[[ PROVIDED TEXT open ]]

By Morf Morford, Tacoma Daily Index
I have long believed that we should do as many other mammals do – hibernate, or at least go into a slower, moderated pace in January.
There are many reasons for doing this.
From inclement weather in many places, to post-holiday depletion for most adults (and certainly the majority of children), January is by default, for most of us, a month of recovery.
There must be some intergovernmental agency in charge of such things, or perhaps we could all contact our local and regional political representatives, or maybe develop a citizen-based initiative, but whatever the process, we need to make it known that “we the people” (and a fair amount of animals) have recognized something that most of nature has known for millennia – we should all hibernate in January.
Much of nature goes dormant in the winter months. It is a time for re-grouping, re-organizing, even re-calibrating, getting ready to set forth into the coming spring prepared, rested and, like bears and other creatures, hungry and energized to face the challenges and needs of a new season.
It certainly seems to me that the challenges and opportunities of spring will require, even demand our full energy and focus.
If not full-blown hibernation, perhaps we could all (or at least most of us) dial it back a bit and operate at something like half or three-quarter speed.
As you may have noticed, over this winter, multiple schools, airports, highways and business have closed for a variety of reasons.
Whether it is ice or snow, technological glitches or some viral infection, all the forces of nature (and beyond) seem to be telling us all to slow down.
It is not by accident, after all, that January is one of only two months with two federally recognized holidays. We need them. (November, another dark and stormy month, is the other one.)
The long dark
With most sun rises close to 8 a.m. and most sunsets well before 5 p.m., most of us who go to work or school leave home in the dark and get home in the dark.
In between sunrise and sunset we don’t get much sun anyway.
January is consistently one of our wettest and coldest months.
It’s a good month to bundle up. Or even curl up.
Birds do it. Bears and bees do it. Let’s do it.
Squirrels gather and hoard food for the winter.
Bears gorge as much as they can before they huddle together in a quiet and secluded place.
Even birds, whether they migrate or not, look pudgier than usual for the season.
And, of course, some people we may know are inclined to pack on a few extra pounds thanks to the “treat season” that falls between Halloween and New Year’s Eve.
It’s almost as if we have an instinctual motivation to stock up, pork out and curl up.
After all, if bees and bears hibernate, maybe we should as well.
Netflix and nap
You’ve certainly heard the term “Netflix and chill”. I propose a new one – “Netflix and nap”.
What could be better, after all, than something like a near universal sabbatical, not necessarily a vacation, but a time when we, like the natural world around us, move at a slower pace, appreciate each other, re-focus on our goals and intentions for the new year?
Many of us aspire to resolutions of more exercise or time outside, or increased engagement with our communities.
Spring is the optimal time for those things. January is the time to plan, re-group and prepare for a more successful, memorable and rewarding spring – and a more fulfilling entire year.

[[ PROVIDED TEXT closed ]]

* _ASSIGNMENT A_
From the column on hibernating in January, list every kind of place or operation that the writer says has closed over this winter.
* _ASSIGNMENT B_
According to the column on hibernating in January, why is January a month of recovery for most people?
* _ASSIGNMENT C_
Transcribe everything in the column on hibernating in January from "In between sunrise" down to "and secluded place.".
The saved entries have nothing to do with this.

[[ DATA FOR REVIEW open ]]

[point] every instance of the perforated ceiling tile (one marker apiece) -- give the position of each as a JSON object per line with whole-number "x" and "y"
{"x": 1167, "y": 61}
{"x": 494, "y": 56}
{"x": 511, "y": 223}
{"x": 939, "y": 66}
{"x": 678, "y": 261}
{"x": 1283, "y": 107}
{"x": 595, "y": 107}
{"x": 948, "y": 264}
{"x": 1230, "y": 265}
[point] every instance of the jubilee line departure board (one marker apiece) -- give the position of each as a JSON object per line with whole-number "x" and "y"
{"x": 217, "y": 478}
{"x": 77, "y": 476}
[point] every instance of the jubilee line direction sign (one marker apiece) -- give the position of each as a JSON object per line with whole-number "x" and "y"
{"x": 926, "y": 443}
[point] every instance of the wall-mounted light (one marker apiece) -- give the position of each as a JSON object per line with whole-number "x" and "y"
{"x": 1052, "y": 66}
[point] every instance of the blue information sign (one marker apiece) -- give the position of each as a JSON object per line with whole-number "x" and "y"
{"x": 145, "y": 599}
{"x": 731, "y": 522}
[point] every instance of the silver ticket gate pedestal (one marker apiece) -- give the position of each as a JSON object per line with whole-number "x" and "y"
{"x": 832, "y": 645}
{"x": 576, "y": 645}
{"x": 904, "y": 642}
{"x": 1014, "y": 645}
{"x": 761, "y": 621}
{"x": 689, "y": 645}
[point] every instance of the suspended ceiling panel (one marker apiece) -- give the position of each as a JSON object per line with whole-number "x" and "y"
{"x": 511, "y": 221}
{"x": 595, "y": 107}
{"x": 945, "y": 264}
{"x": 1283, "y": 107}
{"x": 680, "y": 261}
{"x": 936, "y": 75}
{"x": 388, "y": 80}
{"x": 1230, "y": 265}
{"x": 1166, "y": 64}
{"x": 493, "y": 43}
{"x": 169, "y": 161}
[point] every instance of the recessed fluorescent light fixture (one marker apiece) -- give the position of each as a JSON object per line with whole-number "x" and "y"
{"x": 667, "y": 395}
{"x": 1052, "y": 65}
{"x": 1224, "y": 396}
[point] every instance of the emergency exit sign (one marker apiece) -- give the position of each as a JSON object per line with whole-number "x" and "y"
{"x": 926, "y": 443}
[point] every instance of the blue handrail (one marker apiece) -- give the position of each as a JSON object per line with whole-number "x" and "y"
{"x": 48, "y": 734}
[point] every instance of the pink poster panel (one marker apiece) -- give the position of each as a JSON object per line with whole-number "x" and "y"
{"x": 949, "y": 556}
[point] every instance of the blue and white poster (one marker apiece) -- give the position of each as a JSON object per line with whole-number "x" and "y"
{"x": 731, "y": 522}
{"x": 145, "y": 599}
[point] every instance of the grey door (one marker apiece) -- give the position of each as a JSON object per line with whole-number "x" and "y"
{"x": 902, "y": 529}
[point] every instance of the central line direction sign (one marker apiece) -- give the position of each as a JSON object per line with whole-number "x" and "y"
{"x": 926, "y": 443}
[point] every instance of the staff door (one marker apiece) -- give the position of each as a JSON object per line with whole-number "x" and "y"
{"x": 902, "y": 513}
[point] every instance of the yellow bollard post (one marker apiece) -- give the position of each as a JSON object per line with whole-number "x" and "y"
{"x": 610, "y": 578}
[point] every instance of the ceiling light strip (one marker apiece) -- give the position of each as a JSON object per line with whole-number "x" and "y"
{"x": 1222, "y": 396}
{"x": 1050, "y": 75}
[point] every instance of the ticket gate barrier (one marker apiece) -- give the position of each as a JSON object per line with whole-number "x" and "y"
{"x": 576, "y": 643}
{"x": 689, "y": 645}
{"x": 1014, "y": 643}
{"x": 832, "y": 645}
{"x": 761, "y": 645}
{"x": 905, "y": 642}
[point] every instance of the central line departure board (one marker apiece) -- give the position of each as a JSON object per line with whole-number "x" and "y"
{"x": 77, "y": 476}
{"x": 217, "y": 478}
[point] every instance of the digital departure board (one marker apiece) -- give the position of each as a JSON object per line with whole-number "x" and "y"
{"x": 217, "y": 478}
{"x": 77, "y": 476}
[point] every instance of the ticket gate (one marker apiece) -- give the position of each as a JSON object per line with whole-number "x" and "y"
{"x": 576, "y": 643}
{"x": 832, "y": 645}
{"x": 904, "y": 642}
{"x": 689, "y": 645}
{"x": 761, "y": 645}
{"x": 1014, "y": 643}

[[ DATA FOR REVIEW closed ]]

* _TASK OUTPUT A_
Schools, airports, highways, businesses

* _TASK OUTPUT B_
The column gives two causes: inclement weather in many places and the depletion most adults and children feel after the holidays. Because of these, January is by default a month of recovery for most of us.

* _TASK OUTPUT C_
In between sunrise and sunset we don’t get much sun anyway.
January is consistently one of our wettest and coldest months.
It’s a good month to bundle up. Or even curl up.
Birds do it. Bears and bees do it. Let’s do it.
Squirrels gather and hoard food for the winter.
Bears gorge as much as they can before they huddle together in a quiet and secluded place.